# Task details:
Edit the rows in the part that opens with the line containing "For each instance of the standing" and closes with the line containing "[[778, 450]]": replace "brown chair back" with "wooden chair back" and leave everything else as it stands. Return only that part.

--- --- ---

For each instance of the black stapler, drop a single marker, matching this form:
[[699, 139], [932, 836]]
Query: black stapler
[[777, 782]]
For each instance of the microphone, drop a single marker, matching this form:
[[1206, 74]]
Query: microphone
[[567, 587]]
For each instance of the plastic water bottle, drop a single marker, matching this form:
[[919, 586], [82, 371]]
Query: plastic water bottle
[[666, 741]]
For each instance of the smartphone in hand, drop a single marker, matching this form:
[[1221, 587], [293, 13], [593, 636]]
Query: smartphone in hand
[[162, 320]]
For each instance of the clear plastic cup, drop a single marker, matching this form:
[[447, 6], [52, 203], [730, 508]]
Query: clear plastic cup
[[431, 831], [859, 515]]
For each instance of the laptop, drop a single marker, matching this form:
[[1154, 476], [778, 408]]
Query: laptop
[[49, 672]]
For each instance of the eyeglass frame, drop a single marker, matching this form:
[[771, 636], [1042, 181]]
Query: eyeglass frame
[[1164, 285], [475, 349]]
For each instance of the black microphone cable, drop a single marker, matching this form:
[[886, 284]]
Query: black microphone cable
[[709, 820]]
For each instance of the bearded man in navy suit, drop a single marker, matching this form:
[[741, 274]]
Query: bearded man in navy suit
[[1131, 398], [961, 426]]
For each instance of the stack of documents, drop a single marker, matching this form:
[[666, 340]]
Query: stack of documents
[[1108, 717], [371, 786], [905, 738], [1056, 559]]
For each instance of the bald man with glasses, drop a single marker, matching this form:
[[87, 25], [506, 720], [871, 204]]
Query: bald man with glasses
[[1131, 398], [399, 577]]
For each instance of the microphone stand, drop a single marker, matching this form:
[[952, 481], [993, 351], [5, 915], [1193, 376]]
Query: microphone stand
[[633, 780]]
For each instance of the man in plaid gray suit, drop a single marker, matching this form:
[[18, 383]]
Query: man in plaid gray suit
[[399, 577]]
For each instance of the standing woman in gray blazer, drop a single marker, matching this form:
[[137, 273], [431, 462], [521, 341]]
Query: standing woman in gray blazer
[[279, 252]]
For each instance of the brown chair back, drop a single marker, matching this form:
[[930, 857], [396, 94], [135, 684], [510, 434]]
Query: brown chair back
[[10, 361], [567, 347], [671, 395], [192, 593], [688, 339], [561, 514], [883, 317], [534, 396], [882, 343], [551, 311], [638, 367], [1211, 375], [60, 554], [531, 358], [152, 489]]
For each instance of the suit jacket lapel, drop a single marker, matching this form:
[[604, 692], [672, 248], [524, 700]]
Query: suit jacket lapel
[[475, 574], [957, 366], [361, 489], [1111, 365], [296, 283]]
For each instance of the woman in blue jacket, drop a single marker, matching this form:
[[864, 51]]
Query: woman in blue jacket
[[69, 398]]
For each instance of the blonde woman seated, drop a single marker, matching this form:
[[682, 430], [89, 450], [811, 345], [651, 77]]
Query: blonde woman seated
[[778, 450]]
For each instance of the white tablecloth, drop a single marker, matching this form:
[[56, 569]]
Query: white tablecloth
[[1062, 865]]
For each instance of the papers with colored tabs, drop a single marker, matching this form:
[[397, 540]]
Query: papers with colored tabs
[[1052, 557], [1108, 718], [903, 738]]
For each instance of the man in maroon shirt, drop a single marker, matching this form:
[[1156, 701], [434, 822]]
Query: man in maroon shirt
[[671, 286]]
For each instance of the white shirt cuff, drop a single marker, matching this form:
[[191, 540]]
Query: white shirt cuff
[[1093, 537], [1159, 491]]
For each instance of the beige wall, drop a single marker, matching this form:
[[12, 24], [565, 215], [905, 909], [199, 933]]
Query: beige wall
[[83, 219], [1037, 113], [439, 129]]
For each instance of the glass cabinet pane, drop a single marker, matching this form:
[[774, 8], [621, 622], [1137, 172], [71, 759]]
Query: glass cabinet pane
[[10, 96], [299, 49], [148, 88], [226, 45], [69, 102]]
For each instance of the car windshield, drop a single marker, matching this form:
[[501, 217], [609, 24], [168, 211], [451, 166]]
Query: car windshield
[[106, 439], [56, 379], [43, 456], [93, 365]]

--- --- ---

# Task output:
For each instance of the standing woman in gray blazer, drop a single marker, matching this form:
[[137, 273], [431, 462], [521, 341]]
Query: standing woman in gray blazer
[[279, 252]]
For each instance of the wooden chair back, drop a single marker, matching this form:
[[930, 857], [396, 94], [135, 684], [510, 434]]
Query: wooden chair back
[[10, 361], [567, 347], [671, 395], [192, 593], [688, 339], [561, 514], [883, 317], [534, 396], [882, 343], [551, 311], [638, 367], [1211, 375], [60, 554], [531, 358], [152, 489]]
For each instance of the suit jacket lapel, drop a single marker, matching this form:
[[604, 692], [672, 248], [524, 700]]
Query: suit jacket lapel
[[475, 574], [957, 366], [361, 489], [1111, 365], [296, 283]]
For each instance of the woman in blue jacket, drop a single marker, matching this form:
[[864, 51]]
Query: woman in blue jacket
[[69, 398]]
For each instance of the blonde woman seated, drop a single marker, matching this form:
[[682, 430], [89, 450], [811, 345], [651, 77]]
Query: blonde woman seated
[[778, 450]]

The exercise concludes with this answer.